## GIVEN EXERCISE
Please switch every "intersection tally" in the lines below to "cup count" and repeat the lines with nothing else changed, leaving out the pictures.

*** RECORDS FOR PROCESSING

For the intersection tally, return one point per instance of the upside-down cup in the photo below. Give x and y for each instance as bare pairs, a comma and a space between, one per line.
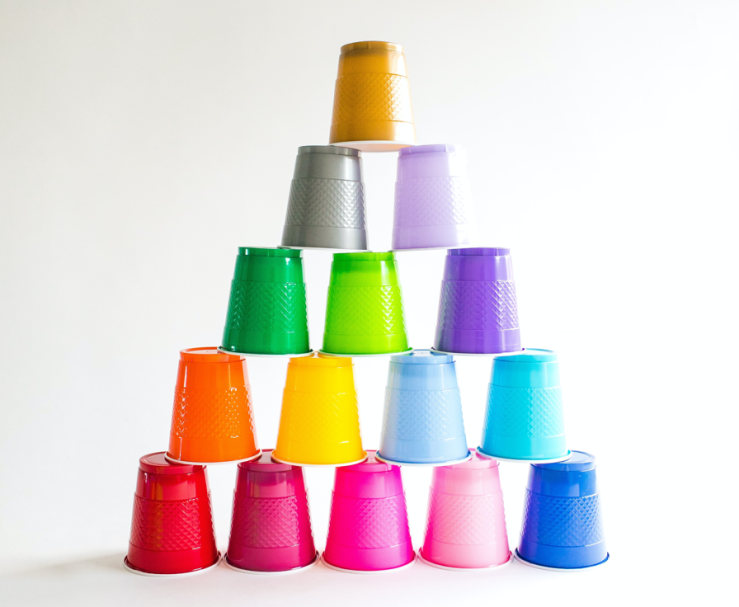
524, 419
319, 421
478, 313
326, 205
270, 525
172, 526
364, 312
212, 418
372, 99
465, 528
432, 198
267, 312
562, 520
422, 423
368, 529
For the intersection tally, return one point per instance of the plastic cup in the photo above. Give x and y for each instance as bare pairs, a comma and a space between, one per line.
524, 418
466, 528
267, 312
422, 423
172, 526
319, 422
478, 313
562, 520
368, 529
364, 313
372, 99
270, 526
432, 200
212, 418
326, 205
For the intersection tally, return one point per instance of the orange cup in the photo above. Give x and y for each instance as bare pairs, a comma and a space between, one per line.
212, 419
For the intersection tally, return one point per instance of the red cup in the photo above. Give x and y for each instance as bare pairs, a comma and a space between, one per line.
172, 527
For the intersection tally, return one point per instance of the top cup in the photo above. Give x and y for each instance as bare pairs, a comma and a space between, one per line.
372, 99
326, 206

******

## ANSWER TO THE PROBLEM
For the cup count, return one point per instance of the upside-down cup in the photo below. Give x and y for each instance as bare pairs, a comma and a space between, one per line.
524, 419
319, 421
478, 313
326, 205
270, 525
172, 526
364, 312
212, 418
372, 99
465, 528
432, 198
267, 312
562, 520
422, 423
368, 529
For the cup count, return one point per instance of the plastic cup in the photo above. Give x and y for each instance as bare pairs, a comma and a space between, one per line.
524, 418
466, 528
267, 312
422, 423
172, 526
319, 422
478, 313
562, 520
368, 529
364, 313
372, 99
270, 526
432, 200
212, 418
326, 205
For the cup count, return one point per instance of the orange cup in the photo above. Give x and y for each instance as bare pairs, a comma and a space between, one per line.
212, 419
For the cup count, return one point per instance of the red cup in the photo above. Give x and y for each instance as bare pairs, a comma and a space between, one per line.
172, 527
For the cup count, return one point per instance of the top cup in the photo above. Give x and y for each instance as bare pairs, a comma and a space between, one per line.
372, 99
326, 206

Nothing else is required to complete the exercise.